**Work to do:**
Pick out and copy every line in the data below that contains the string "query". Matching is case-sensitive.

================

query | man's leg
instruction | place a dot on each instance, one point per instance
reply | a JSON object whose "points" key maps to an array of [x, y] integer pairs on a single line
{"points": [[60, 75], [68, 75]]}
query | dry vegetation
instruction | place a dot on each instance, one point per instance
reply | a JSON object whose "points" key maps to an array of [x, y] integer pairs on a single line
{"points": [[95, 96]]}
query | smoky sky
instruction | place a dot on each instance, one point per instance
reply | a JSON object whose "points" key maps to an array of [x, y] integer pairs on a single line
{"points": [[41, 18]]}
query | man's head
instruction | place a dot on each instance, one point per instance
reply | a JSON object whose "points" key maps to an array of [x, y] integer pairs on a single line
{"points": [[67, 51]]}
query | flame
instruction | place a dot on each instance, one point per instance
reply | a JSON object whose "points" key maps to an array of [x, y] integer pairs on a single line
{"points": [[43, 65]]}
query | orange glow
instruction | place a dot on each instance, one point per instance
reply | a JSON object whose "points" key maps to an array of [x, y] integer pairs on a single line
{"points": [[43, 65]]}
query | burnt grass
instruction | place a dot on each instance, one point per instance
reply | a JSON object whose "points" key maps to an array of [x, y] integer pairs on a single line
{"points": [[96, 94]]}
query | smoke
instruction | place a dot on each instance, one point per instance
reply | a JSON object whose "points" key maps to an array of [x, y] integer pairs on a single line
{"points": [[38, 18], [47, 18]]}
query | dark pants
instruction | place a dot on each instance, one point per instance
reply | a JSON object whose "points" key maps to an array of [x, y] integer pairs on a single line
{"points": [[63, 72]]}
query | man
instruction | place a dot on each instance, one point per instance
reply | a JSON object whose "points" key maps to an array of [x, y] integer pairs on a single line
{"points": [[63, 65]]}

================

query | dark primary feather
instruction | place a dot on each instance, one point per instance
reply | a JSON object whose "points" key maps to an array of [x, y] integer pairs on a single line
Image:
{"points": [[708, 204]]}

================

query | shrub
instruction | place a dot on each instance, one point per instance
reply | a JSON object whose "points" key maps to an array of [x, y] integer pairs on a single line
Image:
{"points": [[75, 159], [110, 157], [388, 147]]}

================

**Final answer:**
query | man's leg
query | dry vegetation
query | smoky sky
query | man's head
query | flame
query | orange glow
query | burnt grass
query | smoke
query | dark pants
query | man
query | dark primary feather
query | shrub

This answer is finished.